═════ Excerpted text ═════

Paediatric dry eye

September 23, 2022 Bhavna Patel

The misconception that dry eye disease (DED) primarily affects the elderly presents a risk of overlooking issues in children. DED has been reported in paediatric populations with a prevalence of up to 33%1. As in adults, risk factors for paediatric DED include diabetes, Sjögren’s syndrome, blepharokeratoconjunctivitis, allergies, contact lenses and the use of digital screens.


The TFOS DEWS II diagnostic criteria for DED require a patient to be symptomatic and exhibit a clinical sign indicating loss of ocular surface homeostasis2. To be positive for symptoms, this requires either an Ocular Surface Disease Index (OSDI) score of ≥13 or a Dry Eye Questionnaire 5 (DEQ-5) score of ≥6. As paediatric patients aren’t always able to communicate their symptoms, researchers in Sydney have looked at the use of dry eye symptomology questionnaires in patients between the ages of six and 15 years of age3. They found the DEQ-5 and Instant Ocular Symptoms Survey (IOSS) showed reasonable repeatability and best suited patients in this age group as the use of simpler language required less assistance from the clinician. Outcomes were not assessed relative to objective signs of DED, however, to be able to infer relative clinical validity of the questionnaires in this age group.


The literature suggests paediatric ocular surface assessment is generally similar to that of adults. Tear breakup time using non-invasive equipment such as the Oculus Keratograph 5M is well tolerated by children4. However, in practices without such equipment, minimal amounts of fluorescein can be used to assess tear film stability. It should be noted that the tear film breakup time in children without dry eye disease is typically higher than that of adults without dry eye disease5, raising the question of whether diagnostic thresholds for clinical tests need to be reviewed and redefined for the paediatric population. Other tests, such as measurement of tear film osmolarity, assessment of tear volume, meibomian gland evaluation and ocular surface staining have all been performed safely in children, although age-specific differences in diagnostic cut-off values are yet to be agreed.


Published randomised controlled trials assessing dry eye treatments in children are lacking. Given the established safety and efficacy of environmental modification advice, artificial tears and warm compresses in adults6 – and without evidence to the contrary in paediatric patients - treatment approaches tend to be similar in children. Therapeutic options reserved for moderate-to-severe forms of dry eye disease, such as topical and oral antibiotics, anti-inflammatories and amniotic membrane transplants also lack comprehensive evaluation of efficacy in paediatric populations. Risks associated with tetracycline preclude the use of doxycycline in children whose adult teeth are not fully developed.

═════

# [Tasks to complete]
a) Answer these questions using the article on dry eye in children.
(i) What prevalence of dry eye disease has been reported in pediatric populations?
(ii) Which two questionnaires did the Sydney researchers find best suited patients between six and 15 years of age?
(iii) What do the risks associated with tetracycline preclude?
b) Reproduce word for word the part of the article on dry eye in children that runs from "The TFOS DEWS" down to "this age group.".
The rows that follow come from a different source.

═════ Listed records ═════

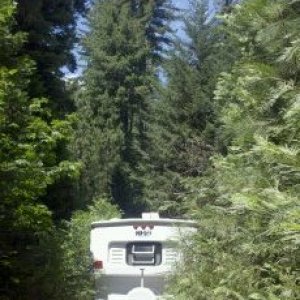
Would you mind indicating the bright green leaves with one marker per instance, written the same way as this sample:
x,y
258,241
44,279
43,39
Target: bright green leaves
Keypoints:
x,y
29,164
248,202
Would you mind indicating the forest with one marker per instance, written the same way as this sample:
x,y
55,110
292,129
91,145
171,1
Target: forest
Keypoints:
x,y
203,125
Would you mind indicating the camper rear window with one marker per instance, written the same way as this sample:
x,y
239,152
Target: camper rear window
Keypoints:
x,y
143,254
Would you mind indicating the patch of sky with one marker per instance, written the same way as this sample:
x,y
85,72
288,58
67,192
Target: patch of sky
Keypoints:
x,y
183,6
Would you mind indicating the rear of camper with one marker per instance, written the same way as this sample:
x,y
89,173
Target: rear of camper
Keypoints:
x,y
132,257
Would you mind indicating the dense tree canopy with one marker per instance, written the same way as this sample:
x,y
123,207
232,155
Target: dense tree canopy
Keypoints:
x,y
214,138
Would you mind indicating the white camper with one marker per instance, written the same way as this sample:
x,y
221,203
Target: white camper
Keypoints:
x,y
132,257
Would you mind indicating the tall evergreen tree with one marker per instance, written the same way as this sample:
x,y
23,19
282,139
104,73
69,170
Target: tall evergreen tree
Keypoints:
x,y
186,131
248,202
114,105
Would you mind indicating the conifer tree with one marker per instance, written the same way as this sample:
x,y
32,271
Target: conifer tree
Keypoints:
x,y
114,105
248,202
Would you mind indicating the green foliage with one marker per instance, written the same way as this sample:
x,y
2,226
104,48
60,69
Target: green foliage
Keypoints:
x,y
248,202
28,164
112,137
185,130
76,265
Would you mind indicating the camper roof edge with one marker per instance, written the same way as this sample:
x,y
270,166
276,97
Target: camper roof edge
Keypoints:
x,y
128,222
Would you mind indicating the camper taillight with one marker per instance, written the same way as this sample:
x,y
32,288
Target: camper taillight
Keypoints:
x,y
98,264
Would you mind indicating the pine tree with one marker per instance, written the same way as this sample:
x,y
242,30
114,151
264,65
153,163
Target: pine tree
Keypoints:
x,y
186,133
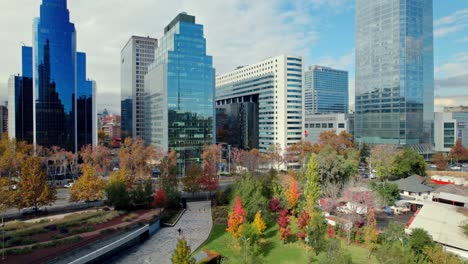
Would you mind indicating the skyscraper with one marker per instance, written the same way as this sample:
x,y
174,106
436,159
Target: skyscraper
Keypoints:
x,y
325,90
179,92
274,85
63,100
135,58
394,71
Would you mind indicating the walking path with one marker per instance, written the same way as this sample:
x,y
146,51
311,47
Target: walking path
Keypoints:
x,y
196,226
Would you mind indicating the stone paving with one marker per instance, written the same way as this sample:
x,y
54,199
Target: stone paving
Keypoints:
x,y
196,225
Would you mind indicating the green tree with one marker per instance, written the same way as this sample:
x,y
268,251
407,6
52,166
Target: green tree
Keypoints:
x,y
420,240
33,186
89,187
182,253
251,192
312,186
387,192
117,194
409,162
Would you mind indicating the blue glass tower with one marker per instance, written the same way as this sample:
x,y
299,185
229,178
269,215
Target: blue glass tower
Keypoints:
x,y
394,72
179,106
62,95
326,90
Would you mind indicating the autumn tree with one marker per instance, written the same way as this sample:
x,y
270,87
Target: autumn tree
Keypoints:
x,y
458,151
259,224
191,180
292,194
370,232
302,223
382,158
211,156
160,199
98,157
182,253
298,152
312,187
440,161
33,186
283,225
89,187
136,157
236,219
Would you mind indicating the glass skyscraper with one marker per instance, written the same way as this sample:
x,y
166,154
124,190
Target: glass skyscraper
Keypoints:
x,y
394,72
53,91
179,87
325,90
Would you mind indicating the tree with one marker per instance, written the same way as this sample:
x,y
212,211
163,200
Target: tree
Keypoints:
x,y
274,155
211,156
33,186
312,187
292,194
458,151
420,240
98,157
437,255
89,187
407,163
182,253
191,180
382,158
259,224
334,168
236,219
387,192
283,225
302,223
371,233
160,199
440,161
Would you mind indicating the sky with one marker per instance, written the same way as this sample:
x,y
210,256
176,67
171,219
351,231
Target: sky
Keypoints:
x,y
238,32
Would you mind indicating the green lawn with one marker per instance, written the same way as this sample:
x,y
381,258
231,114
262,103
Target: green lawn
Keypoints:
x,y
276,252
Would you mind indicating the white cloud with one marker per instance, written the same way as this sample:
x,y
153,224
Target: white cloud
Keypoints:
x,y
238,32
452,23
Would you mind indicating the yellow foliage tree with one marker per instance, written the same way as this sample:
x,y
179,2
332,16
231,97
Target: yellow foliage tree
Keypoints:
x,y
89,187
259,224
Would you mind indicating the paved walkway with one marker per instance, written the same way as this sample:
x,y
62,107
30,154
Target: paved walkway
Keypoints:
x,y
196,225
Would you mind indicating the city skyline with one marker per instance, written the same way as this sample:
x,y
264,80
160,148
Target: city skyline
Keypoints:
x,y
315,31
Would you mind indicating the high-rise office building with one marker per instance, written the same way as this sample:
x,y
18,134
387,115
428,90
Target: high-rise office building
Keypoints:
x,y
179,92
325,90
135,58
53,103
275,85
394,72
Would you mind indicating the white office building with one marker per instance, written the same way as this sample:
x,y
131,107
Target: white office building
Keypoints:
x,y
314,125
276,85
135,58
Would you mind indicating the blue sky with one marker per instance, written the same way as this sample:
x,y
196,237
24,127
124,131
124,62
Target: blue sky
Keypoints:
x,y
238,32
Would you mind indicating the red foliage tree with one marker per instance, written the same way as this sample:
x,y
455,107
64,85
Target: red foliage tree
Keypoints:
x,y
160,199
283,225
236,218
274,205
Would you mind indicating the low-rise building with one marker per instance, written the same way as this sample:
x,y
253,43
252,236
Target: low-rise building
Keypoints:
x,y
315,124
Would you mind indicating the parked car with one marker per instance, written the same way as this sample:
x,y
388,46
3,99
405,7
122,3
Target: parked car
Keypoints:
x,y
31,210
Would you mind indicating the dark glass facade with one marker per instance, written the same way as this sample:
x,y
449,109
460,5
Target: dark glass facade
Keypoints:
x,y
179,106
63,97
394,72
237,124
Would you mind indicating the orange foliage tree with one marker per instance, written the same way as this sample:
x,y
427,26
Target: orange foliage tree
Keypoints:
x,y
236,219
292,194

═════

# [Solutions to the tasks]
a)
(i) Up to 33%.
(ii) The Dry Eye Questionnaire 5 (DEQ-5) and the Instant Ocular Symptoms Survey (IOSS).
(iii) The use of doxycycline in children whose adult teeth are not fully developed.

b)
The TFOS DEWS II diagnostic criteria for DED require a patient to be symptomatic and exhibit a clinical sign indicating loss of ocular surface homeostasis2. To be positive for symptoms, this requires either an Ocular Surface Disease Index (OSDI) score of ≥13 or a Dry Eye Questionnaire 5 (DEQ-5) score of ≥6. As paediatric patients aren’t always able to communicate their symptoms, researchers in Sydney have looked at the use of dry eye symptomology questionnaires in patients between the ages of six and 15 years of age3. They found the DEQ-5 and Instant Ocular Symptoms Survey (IOSS) showed reasonable repeatability and best suited patients in this age group as the use of simpler language required less assistance from the clinician. Outcomes were not assessed relative to objective signs of DED, however, to be able to infer relative clinical validity of the questionnaires in this age group.